* PROBLEM REQUIREMENTS:
Give the number of lines in the entries that contain "player". State only the count.

[Dataset entries]
BEGIN

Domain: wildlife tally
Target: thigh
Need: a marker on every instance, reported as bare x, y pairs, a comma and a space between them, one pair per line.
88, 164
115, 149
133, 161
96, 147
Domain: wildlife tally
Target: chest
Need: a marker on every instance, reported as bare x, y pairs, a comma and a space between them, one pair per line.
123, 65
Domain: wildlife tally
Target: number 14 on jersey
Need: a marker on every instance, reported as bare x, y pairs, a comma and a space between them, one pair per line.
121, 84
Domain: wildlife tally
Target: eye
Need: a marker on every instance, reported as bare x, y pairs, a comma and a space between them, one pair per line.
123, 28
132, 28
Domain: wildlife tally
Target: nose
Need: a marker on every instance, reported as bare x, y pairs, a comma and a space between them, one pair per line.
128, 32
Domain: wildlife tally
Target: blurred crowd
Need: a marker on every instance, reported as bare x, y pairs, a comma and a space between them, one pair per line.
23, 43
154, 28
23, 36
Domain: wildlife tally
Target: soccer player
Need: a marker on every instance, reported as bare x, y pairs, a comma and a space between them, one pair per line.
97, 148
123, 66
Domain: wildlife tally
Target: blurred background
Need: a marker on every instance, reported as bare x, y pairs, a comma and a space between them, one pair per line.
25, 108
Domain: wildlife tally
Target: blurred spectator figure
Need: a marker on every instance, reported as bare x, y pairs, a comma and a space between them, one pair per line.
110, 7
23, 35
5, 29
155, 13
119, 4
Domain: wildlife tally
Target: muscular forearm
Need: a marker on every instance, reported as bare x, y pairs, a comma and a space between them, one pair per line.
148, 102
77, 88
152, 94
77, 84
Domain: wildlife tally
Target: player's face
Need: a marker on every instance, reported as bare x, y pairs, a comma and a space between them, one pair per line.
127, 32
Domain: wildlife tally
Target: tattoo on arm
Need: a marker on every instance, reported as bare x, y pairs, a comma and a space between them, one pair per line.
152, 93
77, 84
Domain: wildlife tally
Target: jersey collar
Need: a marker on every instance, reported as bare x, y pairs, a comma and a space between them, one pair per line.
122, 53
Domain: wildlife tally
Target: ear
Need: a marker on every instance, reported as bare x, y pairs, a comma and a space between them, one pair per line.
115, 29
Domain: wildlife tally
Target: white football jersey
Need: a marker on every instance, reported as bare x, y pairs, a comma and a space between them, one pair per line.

END

* OUTPUT BELOW:
2